Task details ->
Below are records; how many of their lines hold the string "panel"? Reply with nothing but the number.

Record excerpts ->
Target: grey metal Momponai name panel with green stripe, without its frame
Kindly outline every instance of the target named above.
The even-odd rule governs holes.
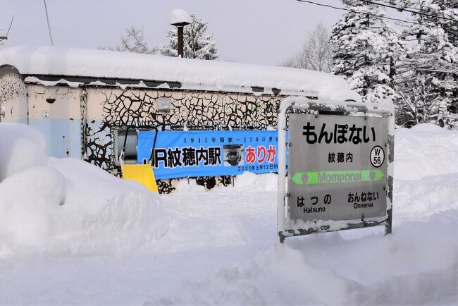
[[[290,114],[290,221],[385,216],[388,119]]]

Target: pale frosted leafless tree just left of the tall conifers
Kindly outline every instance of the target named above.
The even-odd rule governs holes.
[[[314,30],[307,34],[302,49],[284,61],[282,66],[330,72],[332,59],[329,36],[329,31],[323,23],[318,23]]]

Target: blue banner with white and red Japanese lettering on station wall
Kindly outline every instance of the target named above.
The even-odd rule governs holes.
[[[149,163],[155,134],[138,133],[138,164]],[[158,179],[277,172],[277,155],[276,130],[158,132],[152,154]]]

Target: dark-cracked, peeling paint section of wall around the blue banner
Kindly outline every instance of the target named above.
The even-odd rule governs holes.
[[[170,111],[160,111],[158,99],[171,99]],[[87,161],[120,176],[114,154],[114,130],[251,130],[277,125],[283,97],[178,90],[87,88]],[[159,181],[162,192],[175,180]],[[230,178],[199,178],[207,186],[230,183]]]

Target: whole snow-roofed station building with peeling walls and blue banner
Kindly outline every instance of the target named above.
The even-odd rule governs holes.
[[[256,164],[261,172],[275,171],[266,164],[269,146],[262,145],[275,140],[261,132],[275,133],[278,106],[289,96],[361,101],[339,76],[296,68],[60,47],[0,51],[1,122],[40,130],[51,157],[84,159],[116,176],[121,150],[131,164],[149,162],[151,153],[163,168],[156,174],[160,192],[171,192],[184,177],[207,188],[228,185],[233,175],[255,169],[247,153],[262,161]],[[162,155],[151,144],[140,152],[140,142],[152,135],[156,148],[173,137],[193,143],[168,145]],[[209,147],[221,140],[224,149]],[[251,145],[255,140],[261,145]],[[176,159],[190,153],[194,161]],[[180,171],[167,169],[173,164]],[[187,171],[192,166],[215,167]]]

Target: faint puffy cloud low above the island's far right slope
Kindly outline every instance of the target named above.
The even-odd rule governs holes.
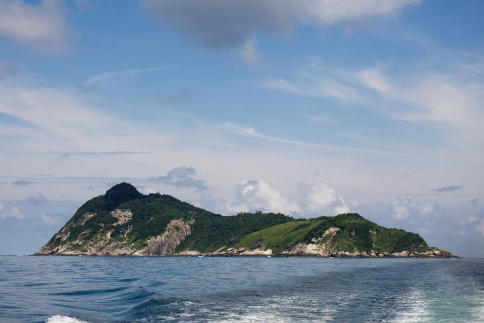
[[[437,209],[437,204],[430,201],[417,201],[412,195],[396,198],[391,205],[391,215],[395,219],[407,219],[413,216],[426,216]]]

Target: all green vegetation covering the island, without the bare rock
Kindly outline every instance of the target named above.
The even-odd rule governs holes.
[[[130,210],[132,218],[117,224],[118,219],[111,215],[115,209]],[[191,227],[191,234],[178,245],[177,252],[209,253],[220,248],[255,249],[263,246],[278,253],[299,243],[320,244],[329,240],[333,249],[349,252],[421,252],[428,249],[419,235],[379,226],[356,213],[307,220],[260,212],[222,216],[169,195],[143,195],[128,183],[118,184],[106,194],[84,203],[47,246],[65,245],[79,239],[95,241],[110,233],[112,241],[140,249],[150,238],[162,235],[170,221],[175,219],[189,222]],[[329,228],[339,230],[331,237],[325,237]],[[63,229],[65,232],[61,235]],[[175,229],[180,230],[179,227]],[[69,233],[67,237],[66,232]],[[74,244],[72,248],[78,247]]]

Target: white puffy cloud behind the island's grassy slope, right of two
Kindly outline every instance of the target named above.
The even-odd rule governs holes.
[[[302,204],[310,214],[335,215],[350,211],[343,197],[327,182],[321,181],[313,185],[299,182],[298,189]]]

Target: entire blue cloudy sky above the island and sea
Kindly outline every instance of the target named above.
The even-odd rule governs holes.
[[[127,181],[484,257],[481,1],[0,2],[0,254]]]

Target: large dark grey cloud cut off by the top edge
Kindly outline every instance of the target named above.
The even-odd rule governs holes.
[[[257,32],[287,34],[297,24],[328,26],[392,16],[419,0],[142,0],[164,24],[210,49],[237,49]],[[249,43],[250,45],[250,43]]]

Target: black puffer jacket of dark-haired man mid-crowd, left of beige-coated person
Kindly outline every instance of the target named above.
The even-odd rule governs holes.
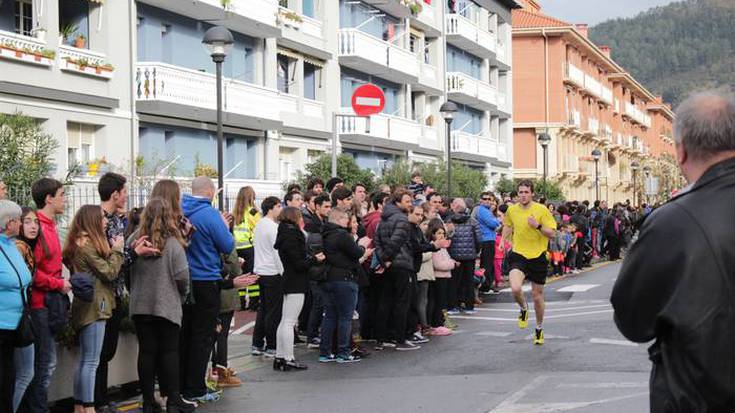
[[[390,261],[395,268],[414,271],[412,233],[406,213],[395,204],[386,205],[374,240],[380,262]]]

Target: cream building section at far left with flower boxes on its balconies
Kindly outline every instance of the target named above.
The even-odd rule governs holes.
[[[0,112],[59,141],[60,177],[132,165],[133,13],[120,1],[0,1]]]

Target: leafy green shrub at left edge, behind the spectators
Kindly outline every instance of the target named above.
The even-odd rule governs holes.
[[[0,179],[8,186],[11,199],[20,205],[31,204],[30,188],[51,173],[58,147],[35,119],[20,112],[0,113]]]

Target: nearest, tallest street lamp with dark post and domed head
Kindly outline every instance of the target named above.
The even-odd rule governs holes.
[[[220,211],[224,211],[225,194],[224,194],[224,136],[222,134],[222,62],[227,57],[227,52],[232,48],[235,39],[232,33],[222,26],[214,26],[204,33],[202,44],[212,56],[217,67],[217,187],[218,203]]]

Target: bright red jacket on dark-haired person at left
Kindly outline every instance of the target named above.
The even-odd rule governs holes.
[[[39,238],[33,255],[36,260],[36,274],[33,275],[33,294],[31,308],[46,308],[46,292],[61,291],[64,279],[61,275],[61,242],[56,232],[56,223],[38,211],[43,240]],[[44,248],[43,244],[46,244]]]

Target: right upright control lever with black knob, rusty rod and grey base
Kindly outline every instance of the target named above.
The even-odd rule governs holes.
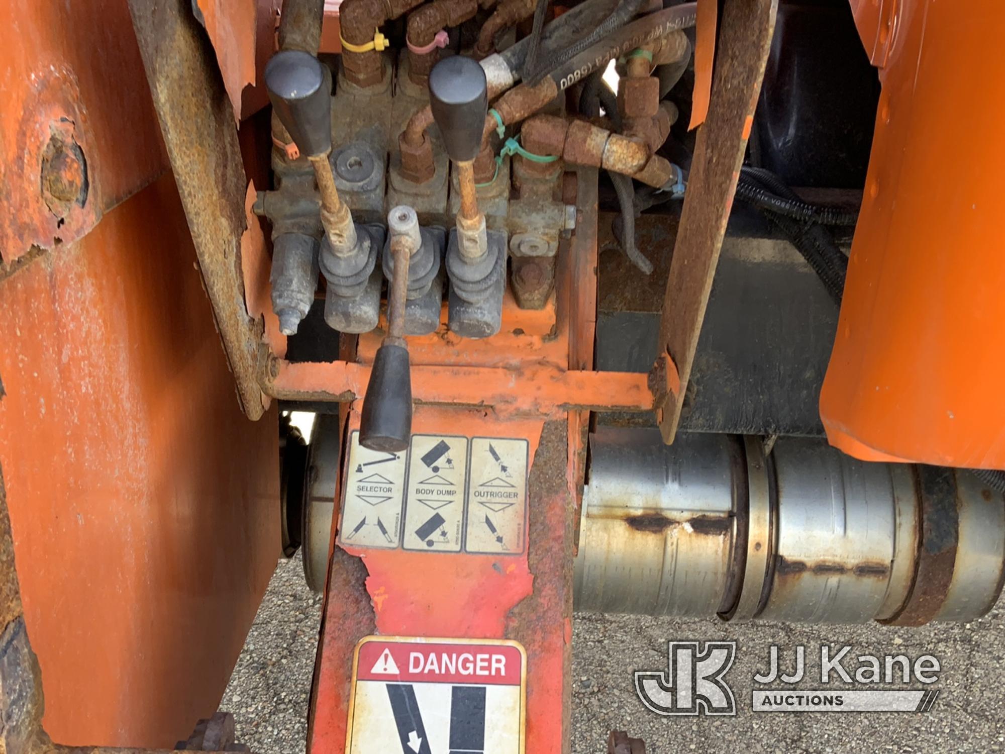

...

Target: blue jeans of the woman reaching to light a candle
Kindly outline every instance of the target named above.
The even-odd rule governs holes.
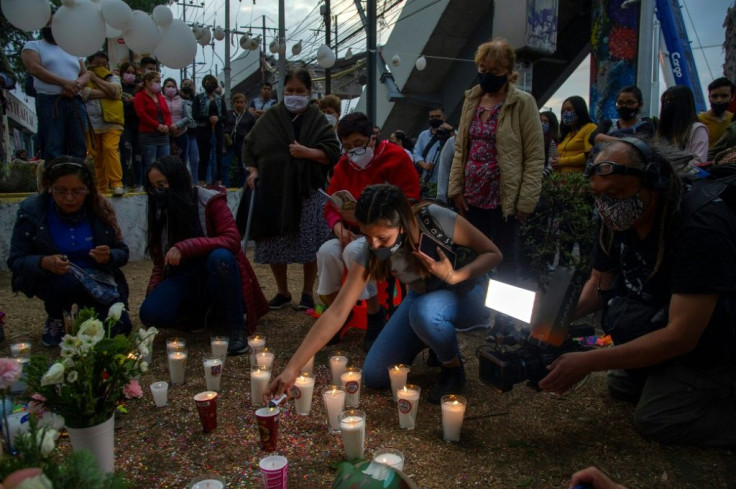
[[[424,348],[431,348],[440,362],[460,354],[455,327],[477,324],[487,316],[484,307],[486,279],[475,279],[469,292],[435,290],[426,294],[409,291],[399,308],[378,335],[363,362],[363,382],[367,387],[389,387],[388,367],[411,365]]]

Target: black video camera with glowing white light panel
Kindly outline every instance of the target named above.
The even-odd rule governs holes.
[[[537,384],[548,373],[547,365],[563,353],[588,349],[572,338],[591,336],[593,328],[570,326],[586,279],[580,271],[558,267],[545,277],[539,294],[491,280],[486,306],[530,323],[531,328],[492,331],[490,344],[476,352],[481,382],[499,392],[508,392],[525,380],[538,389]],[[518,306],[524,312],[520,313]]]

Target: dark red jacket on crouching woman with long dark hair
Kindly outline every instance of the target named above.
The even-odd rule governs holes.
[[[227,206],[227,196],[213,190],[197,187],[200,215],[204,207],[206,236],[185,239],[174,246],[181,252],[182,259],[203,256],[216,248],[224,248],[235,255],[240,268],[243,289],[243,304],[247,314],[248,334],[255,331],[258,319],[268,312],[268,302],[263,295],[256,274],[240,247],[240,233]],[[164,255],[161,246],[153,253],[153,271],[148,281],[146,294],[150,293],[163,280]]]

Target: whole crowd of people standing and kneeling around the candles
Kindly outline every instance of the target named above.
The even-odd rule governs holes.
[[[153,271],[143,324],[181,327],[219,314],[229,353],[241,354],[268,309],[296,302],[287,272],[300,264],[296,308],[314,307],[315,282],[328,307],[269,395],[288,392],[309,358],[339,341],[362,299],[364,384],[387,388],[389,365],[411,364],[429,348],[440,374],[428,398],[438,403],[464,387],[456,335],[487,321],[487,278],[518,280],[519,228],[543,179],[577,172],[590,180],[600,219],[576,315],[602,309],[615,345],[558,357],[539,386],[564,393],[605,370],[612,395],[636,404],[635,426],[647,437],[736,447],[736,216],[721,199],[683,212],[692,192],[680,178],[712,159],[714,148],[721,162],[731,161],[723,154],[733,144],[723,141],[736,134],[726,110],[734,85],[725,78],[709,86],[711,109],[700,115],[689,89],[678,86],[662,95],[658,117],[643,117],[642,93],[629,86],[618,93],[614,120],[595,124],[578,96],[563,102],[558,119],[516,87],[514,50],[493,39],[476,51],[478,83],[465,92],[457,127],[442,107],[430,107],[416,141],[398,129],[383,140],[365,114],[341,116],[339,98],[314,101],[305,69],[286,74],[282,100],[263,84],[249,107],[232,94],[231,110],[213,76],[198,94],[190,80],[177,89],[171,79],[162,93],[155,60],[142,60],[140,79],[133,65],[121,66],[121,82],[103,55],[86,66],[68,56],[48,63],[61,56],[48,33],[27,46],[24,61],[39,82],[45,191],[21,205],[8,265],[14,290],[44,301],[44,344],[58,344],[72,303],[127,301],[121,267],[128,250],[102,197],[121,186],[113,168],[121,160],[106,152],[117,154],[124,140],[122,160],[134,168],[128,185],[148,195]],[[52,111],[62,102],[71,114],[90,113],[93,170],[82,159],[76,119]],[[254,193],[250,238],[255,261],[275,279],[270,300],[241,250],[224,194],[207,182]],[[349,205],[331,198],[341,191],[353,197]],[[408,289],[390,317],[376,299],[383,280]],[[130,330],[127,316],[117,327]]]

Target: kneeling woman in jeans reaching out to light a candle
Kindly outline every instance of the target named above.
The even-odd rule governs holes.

==

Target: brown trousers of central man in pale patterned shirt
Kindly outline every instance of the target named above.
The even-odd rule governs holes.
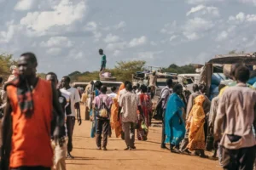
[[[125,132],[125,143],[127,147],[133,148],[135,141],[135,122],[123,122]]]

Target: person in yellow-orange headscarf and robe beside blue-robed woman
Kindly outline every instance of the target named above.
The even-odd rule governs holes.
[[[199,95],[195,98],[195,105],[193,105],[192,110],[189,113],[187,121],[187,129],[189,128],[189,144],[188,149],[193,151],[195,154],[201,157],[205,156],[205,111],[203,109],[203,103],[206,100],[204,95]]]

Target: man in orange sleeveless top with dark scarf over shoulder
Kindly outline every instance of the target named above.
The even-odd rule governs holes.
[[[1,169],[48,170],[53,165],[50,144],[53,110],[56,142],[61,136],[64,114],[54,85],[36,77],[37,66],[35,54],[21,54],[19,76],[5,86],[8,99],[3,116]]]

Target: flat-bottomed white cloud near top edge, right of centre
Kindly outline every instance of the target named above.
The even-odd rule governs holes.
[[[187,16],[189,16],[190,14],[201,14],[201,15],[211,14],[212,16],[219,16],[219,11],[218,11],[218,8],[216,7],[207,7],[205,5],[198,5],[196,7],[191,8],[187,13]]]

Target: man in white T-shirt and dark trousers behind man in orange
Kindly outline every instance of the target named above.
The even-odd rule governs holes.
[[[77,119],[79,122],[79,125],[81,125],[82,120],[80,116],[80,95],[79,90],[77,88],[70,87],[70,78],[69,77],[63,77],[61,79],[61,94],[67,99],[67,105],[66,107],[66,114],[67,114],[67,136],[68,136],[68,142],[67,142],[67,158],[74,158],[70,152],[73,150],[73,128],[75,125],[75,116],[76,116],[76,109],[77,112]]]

Task output ->
2